◆ **Task instructions**
Return the lines below exactly, starting with the line that contains "Target: green lawn" and stopping after the last line.

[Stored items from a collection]
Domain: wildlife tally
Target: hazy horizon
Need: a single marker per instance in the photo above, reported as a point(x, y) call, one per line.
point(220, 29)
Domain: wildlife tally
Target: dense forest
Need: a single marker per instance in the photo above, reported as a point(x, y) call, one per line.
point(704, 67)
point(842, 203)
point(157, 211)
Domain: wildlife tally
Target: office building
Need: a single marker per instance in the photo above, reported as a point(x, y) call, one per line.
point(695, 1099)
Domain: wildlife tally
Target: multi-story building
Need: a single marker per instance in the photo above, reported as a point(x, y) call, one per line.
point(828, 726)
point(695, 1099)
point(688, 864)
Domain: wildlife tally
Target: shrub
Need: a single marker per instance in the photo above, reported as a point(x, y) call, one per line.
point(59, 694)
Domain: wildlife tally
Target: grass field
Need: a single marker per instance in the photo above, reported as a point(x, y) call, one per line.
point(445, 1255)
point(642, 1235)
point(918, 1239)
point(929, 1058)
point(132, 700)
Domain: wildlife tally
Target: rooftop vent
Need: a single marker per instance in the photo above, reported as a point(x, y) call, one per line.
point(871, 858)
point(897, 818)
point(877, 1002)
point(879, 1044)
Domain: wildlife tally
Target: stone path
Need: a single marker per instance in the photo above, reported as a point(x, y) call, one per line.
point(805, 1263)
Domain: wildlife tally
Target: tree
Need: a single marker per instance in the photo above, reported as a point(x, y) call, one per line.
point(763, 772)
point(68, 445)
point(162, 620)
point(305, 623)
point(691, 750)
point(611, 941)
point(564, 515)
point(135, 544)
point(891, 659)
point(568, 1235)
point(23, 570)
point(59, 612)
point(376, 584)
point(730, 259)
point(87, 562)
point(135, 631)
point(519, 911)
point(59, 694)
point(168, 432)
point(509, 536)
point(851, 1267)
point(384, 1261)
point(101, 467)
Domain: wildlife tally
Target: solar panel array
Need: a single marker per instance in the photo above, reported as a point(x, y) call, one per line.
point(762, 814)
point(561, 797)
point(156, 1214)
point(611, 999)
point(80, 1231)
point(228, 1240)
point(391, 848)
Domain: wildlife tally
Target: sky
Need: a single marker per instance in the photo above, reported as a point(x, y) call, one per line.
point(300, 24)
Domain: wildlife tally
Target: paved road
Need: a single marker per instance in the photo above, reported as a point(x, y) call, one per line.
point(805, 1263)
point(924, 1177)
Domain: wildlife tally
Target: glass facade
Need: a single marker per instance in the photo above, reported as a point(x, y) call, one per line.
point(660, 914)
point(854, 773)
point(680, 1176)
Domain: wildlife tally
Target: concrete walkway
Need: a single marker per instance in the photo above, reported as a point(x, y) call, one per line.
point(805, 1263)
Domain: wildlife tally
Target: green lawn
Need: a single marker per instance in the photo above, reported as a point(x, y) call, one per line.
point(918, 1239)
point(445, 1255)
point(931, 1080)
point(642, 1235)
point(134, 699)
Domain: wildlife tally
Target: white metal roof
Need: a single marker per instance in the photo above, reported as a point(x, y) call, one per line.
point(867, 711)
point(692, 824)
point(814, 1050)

◆ **Solution for this problem**
Target: green lawn
Need: a single marker per instance in the photo above, reported as a point(x, y) call, one per line.
point(918, 1239)
point(445, 1255)
point(931, 1080)
point(642, 1235)
point(134, 699)
Domain: wildlife tally
Target: white metal roof
Need: a single marker per instance in the photo above, reported as a point(x, y) call, one per line.
point(867, 711)
point(692, 824)
point(814, 1050)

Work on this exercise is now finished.